### What you are asked to do:
Everything from the line containing "Place one point per instance of the arched" to the final line of the records below should be given again exactly, and nothing else.

━━━ Records for the task ━━━

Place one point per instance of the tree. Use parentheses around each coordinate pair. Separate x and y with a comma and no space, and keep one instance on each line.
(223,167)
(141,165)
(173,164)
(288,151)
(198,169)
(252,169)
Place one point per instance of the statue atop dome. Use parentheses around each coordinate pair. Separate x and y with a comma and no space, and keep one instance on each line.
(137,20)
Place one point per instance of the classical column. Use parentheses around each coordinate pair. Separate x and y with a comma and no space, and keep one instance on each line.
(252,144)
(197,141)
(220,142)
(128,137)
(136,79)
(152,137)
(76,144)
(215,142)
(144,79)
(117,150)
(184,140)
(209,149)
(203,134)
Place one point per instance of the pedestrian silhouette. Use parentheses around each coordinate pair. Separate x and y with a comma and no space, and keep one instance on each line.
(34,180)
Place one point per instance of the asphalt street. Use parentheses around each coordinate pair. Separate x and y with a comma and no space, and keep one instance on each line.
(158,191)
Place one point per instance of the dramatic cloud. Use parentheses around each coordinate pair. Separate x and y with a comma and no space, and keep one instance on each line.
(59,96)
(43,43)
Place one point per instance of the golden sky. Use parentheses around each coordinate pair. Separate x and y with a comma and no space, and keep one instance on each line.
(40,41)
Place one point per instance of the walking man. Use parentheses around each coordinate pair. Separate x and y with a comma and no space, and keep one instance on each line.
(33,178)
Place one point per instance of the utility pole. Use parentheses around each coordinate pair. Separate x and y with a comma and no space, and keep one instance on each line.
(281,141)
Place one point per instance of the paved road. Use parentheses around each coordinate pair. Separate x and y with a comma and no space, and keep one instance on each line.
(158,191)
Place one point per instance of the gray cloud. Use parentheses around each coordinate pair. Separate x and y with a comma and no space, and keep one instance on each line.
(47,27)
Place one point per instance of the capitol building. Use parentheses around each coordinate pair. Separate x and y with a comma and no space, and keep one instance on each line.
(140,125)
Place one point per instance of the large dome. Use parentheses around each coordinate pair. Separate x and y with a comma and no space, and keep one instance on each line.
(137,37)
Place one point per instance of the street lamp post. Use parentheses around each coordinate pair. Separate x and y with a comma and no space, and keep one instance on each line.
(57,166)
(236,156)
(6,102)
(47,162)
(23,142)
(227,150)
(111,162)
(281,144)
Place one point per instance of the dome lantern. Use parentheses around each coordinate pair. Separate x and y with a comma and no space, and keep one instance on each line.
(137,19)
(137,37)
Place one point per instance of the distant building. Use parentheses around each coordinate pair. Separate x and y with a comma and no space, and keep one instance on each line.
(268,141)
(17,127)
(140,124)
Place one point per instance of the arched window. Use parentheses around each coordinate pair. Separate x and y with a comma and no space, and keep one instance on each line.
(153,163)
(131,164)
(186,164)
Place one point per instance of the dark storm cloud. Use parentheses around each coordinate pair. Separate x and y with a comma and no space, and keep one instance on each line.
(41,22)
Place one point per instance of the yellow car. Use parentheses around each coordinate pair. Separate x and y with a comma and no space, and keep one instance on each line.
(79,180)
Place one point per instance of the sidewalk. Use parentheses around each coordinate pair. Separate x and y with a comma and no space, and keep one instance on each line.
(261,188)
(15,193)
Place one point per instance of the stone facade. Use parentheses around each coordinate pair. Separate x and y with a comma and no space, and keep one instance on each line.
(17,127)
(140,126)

━━━

### Result below:
Place one point per instance of the arched window. Use parentheses around each coordinate pair. Separate x and y with a comma and no space, and keep one instance on each line.
(153,163)
(131,164)
(186,164)
Place one point per instance of the dark storm cloud. Use parentheses around each coordinate pair. Separate x and y with a comma and no space, and keep one instance on each line.
(41,22)
Place one point per instance of the yellow car. Use parentheses around each coordinate pair. Separate x and y with a comma and no space, and keep one instance on each line.
(79,180)
Place one point per instance of the sidewalk. Use parentheses around each coordinate pair. Separate x and y with a comma and no space, and keep one instance on each line.
(261,188)
(15,193)
Place one point per instance of the stone facade. Use parentheses around each coordinate pair. Separate x and y with a comma and no space, and keep one instance on each line.
(17,127)
(140,126)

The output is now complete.